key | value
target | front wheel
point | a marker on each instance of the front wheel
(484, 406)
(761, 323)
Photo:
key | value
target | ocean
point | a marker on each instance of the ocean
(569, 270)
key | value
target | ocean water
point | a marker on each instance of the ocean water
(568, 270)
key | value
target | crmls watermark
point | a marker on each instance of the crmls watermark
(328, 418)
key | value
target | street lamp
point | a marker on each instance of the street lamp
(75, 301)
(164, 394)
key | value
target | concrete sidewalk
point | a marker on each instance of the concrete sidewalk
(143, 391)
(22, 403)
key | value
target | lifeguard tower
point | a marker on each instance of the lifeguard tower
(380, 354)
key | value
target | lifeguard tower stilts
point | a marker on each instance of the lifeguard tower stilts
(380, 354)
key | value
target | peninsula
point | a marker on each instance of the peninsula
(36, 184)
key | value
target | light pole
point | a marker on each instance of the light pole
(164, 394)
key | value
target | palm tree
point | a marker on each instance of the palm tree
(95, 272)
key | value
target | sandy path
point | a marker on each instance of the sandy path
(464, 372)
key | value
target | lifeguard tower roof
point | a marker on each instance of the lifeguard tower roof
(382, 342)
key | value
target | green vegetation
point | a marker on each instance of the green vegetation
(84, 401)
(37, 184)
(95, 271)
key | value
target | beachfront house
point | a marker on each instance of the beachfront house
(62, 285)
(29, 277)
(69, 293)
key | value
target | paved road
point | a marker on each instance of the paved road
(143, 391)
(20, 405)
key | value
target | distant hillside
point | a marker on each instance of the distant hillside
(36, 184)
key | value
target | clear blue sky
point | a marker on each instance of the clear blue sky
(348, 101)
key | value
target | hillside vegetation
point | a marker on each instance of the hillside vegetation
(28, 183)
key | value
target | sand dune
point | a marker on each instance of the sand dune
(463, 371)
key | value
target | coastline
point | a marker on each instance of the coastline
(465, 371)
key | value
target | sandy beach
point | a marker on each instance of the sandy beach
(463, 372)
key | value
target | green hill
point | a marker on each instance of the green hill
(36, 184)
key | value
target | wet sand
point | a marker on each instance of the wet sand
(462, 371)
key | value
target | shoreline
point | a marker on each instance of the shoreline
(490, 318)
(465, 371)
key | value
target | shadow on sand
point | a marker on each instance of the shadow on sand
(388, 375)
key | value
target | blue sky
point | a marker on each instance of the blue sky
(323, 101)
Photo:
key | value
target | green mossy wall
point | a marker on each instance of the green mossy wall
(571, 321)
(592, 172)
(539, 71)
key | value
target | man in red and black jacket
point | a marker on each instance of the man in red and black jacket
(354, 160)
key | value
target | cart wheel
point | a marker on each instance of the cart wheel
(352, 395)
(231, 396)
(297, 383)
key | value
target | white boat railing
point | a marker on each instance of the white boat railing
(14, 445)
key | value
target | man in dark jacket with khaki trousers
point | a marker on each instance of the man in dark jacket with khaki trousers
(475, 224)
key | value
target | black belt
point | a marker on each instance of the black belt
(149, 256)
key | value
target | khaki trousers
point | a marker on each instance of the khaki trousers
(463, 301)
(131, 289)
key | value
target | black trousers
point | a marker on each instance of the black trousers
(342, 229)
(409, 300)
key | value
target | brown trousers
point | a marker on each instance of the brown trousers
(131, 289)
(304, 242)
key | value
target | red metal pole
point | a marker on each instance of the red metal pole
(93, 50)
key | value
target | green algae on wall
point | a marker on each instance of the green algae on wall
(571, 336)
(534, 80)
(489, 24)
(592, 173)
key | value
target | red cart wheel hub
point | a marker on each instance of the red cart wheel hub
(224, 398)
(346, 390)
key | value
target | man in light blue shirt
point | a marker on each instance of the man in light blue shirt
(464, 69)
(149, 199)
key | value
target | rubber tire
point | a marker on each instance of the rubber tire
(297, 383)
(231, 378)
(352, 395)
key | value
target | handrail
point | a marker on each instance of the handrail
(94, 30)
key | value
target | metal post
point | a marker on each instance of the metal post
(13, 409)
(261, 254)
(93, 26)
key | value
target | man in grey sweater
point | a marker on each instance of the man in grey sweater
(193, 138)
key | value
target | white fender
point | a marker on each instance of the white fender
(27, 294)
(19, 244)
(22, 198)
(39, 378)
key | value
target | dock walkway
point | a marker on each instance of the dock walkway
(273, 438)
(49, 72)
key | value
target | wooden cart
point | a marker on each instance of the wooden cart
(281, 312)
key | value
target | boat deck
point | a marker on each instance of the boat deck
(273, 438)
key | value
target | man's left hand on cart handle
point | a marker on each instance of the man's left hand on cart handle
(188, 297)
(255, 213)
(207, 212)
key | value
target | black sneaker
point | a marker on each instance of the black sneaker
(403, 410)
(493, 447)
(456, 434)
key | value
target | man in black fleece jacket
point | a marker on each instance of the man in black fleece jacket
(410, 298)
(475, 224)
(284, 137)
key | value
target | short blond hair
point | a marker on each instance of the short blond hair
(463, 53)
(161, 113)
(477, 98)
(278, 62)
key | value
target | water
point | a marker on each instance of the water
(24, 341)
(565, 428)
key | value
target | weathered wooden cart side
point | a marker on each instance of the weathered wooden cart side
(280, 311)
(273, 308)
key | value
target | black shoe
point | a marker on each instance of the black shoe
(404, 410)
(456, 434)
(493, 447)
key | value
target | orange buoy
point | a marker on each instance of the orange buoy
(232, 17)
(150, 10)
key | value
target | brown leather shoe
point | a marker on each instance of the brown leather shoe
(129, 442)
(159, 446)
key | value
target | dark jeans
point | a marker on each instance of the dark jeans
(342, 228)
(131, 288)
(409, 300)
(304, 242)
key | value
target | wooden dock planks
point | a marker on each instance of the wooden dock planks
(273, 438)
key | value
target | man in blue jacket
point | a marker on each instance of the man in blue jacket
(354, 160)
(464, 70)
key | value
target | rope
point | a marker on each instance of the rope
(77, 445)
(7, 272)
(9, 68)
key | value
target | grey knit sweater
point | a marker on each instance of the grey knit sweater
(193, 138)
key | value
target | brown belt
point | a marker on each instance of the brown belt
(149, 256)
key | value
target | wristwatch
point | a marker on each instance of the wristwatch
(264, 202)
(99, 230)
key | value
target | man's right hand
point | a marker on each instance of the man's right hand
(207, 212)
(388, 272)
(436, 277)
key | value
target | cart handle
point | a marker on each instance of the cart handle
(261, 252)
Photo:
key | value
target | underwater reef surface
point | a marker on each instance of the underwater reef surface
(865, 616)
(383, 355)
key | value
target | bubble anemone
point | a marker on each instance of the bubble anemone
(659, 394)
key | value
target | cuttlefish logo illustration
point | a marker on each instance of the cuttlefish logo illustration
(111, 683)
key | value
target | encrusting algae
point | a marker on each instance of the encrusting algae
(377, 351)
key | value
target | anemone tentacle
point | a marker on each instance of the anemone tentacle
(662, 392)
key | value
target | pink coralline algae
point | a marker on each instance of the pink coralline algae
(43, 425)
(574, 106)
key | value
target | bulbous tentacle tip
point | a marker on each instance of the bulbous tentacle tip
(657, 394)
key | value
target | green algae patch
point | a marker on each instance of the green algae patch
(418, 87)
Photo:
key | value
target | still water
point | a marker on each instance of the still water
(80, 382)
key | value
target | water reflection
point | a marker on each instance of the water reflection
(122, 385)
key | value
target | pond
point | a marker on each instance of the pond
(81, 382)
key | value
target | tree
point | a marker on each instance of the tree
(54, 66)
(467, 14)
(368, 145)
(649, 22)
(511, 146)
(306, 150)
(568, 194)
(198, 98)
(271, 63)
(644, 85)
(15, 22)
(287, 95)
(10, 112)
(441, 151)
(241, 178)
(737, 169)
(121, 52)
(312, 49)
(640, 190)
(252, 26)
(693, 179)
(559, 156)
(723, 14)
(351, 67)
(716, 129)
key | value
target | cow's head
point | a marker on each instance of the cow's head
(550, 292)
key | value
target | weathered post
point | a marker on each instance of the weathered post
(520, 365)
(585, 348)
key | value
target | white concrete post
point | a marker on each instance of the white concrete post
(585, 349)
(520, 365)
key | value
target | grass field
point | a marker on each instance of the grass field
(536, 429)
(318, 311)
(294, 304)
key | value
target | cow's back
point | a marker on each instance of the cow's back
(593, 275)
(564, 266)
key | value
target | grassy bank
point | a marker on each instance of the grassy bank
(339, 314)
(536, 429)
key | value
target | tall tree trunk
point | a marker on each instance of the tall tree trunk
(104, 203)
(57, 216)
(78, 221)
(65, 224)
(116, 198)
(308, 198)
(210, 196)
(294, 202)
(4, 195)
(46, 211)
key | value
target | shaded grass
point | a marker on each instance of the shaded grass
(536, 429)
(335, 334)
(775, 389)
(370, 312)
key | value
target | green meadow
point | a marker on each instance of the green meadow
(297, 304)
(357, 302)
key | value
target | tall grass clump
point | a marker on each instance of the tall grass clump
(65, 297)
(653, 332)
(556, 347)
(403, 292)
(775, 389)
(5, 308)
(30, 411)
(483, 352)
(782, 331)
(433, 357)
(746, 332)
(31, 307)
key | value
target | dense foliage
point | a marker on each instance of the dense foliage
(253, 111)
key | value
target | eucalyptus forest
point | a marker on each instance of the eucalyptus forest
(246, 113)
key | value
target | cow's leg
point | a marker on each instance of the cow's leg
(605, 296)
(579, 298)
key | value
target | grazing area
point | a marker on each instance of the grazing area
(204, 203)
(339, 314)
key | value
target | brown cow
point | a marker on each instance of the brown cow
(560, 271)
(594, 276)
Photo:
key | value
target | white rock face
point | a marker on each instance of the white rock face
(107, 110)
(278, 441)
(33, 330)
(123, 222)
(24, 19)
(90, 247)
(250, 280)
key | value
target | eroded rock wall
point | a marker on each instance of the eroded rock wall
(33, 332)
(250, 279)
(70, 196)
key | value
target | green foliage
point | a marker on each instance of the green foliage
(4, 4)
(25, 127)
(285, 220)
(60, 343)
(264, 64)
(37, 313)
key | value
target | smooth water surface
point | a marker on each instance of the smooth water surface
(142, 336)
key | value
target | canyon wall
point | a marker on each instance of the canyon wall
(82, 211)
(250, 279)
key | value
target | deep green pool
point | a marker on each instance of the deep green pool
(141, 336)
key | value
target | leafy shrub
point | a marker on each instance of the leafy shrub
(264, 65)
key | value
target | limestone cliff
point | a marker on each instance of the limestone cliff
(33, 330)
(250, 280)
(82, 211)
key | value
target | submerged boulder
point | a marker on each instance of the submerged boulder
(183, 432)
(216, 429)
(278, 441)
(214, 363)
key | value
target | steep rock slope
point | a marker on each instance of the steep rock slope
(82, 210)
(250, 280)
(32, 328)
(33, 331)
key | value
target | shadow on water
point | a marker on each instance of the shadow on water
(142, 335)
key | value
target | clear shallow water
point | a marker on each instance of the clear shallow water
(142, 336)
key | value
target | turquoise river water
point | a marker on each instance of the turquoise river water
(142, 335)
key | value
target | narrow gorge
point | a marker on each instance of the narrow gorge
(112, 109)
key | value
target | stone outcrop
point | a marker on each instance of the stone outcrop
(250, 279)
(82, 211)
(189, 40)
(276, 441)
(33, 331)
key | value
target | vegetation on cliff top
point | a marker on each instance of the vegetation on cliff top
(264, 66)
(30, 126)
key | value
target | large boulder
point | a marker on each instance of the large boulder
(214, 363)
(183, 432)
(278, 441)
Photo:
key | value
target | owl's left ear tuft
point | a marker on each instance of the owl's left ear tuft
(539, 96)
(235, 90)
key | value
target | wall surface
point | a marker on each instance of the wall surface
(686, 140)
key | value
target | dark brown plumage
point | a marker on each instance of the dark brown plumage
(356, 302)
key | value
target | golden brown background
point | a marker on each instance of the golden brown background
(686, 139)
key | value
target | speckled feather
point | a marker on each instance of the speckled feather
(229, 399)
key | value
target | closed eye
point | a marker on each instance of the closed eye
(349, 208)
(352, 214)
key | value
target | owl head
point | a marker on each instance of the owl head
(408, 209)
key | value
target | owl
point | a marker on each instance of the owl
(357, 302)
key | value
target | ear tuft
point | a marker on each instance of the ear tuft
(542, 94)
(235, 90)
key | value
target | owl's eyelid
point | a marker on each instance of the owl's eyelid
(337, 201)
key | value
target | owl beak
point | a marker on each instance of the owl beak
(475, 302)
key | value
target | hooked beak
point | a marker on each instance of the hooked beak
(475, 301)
###
* [Tâche écrite]:
Compte les lignes du matériel qui contiennent la chaîne « orange », en tenant compte de la casse. Donne seulement ce nombre.

* [Solution écrite]:
2